WRITTEN INSTRUCTION
Write out the material again exactly, please, and omit the pictures.

[start]

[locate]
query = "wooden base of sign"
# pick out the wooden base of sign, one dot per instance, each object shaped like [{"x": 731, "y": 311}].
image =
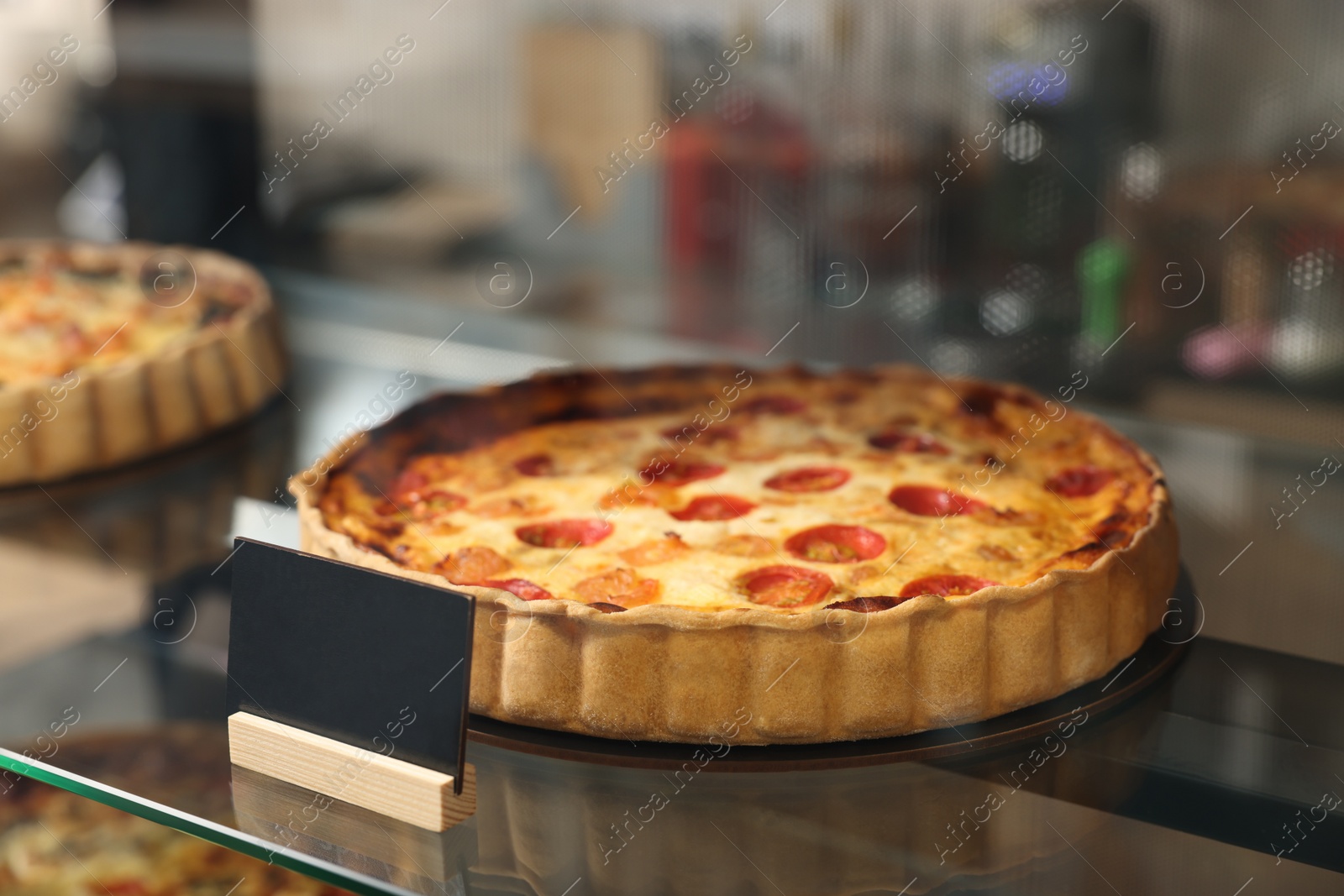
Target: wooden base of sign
[{"x": 389, "y": 786}]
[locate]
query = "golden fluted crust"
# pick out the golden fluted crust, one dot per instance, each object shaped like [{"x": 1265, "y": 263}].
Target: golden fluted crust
[
  {"x": 143, "y": 405},
  {"x": 676, "y": 674}
]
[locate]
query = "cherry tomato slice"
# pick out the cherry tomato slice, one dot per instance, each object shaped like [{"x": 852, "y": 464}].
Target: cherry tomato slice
[
  {"x": 810, "y": 479},
  {"x": 535, "y": 465},
  {"x": 519, "y": 587},
  {"x": 622, "y": 587},
  {"x": 837, "y": 544},
  {"x": 785, "y": 586},
  {"x": 947, "y": 586},
  {"x": 714, "y": 506},
  {"x": 1079, "y": 481},
  {"x": 564, "y": 533},
  {"x": 931, "y": 500},
  {"x": 472, "y": 564},
  {"x": 683, "y": 472},
  {"x": 909, "y": 443}
]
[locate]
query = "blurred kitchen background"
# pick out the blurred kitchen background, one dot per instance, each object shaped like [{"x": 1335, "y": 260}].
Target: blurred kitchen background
[{"x": 1151, "y": 192}]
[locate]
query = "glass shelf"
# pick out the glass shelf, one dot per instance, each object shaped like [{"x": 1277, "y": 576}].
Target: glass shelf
[{"x": 1189, "y": 788}]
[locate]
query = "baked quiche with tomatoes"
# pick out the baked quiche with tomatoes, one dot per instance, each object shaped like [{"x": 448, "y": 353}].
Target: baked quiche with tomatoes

[end]

RESULT OF THIS TASK
[locate]
query = "wooden base of sign"
# pick out the wooden base of sign, one dot per instance, each object shaped like [{"x": 731, "y": 311}].
image =
Target: wooden base of sign
[{"x": 389, "y": 786}]
[locate]
query = "golden fluted crust"
# pick out the golden fluted crust, one dot per instance, each object shaped like [{"x": 1265, "y": 263}].
Target: golden fluted crust
[
  {"x": 143, "y": 405},
  {"x": 676, "y": 674}
]
[locate]
query = "cherry tomato slice"
# pick out the cherry tomato slice, one dot per instance, each object shaped like [{"x": 852, "y": 464}].
Target: cherry tomato slice
[
  {"x": 810, "y": 479},
  {"x": 535, "y": 465},
  {"x": 519, "y": 587},
  {"x": 622, "y": 587},
  {"x": 837, "y": 544},
  {"x": 785, "y": 586},
  {"x": 947, "y": 586},
  {"x": 714, "y": 506},
  {"x": 1079, "y": 481},
  {"x": 564, "y": 533},
  {"x": 931, "y": 500},
  {"x": 472, "y": 564},
  {"x": 683, "y": 472},
  {"x": 909, "y": 443}
]
[locate]
query = "blurred kitchen background"
# pick out the blurred kitchen background, one dot per instance, each object shaped like [{"x": 1335, "y": 260}].
Target: blurred kitchen background
[{"x": 1151, "y": 192}]
[locate]
query = "glass shelf"
# pick out the glass shelf, one dot per instance, each object shaped like [{"x": 1277, "y": 576}].
Target: glass shelf
[{"x": 1189, "y": 788}]
[locate]
query = "baked quiche with tomatoes"
# pick out the baked quiche with tomatoes, one dot per instance, each object shaped like [{"x": 448, "y": 353}].
Target: baked quiche with tomatoes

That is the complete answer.